### BRIEF
Reproduce every one of the entries below word for word, leaving out the pictures.

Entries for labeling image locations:

══════

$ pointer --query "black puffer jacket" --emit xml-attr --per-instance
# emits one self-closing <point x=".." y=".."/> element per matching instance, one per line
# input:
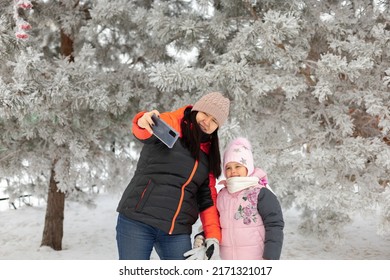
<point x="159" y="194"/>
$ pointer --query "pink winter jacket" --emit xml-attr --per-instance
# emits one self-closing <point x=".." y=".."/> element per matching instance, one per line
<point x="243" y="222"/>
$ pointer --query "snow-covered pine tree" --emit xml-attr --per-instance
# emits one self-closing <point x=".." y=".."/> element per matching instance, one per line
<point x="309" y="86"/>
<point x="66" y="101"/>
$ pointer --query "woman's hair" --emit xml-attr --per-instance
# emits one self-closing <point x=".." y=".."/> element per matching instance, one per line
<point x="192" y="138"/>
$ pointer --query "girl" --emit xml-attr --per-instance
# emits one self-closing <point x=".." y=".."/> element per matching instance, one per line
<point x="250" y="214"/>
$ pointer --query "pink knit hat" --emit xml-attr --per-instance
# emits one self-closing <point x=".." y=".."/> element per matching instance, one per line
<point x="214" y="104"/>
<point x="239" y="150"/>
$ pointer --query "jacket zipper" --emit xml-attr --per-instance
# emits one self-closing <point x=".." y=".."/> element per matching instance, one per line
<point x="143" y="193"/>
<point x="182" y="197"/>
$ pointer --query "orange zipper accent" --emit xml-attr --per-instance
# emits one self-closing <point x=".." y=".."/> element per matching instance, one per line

══════

### REPLY
$ pointer --query "black puffer jacket" --emit xml-attr --per-instance
# emits one self-closing <point x=".." y=".."/> element per matching instance, one per line
# input:
<point x="159" y="194"/>
$ pointer --query "pink winter jacket" --emit xml-attr --per-instance
# emits one self-closing <point x=".." y=".."/> element per matching instance, one per line
<point x="243" y="222"/>
$ pointer --query "snow-covered pine tree" --emit xml-attr --per-instance
# emits one self-closing <point x=".." y=".."/> element per matching instance, one per line
<point x="309" y="86"/>
<point x="66" y="101"/>
$ pointer --query "woman's hair" --emit xml-attr --per-instance
# emits one self-closing <point x=".." y=".."/> element per matching instance, one per line
<point x="192" y="138"/>
$ pointer --query "girl" --emit xml-attr --per-instance
# emits one self-closing <point x=".." y=".."/> element per matching instance, one per line
<point x="250" y="214"/>
$ pointer --query "pink knit hat" --emit xml-attr --per-instance
# emits one self-closing <point x=".." y=".."/> element per matching instance, one per line
<point x="214" y="104"/>
<point x="239" y="150"/>
$ pointer --query "jacket zipper" --emit xml-attr --per-instance
# emits one self-closing <point x=".." y=".."/> element per matching instance, one per line
<point x="143" y="193"/>
<point x="182" y="197"/>
$ pointer --query "orange zipper accent" --emit xml-attr --per-instance
# emits one self-closing <point x=".." y=".."/> element per matching instance, one per line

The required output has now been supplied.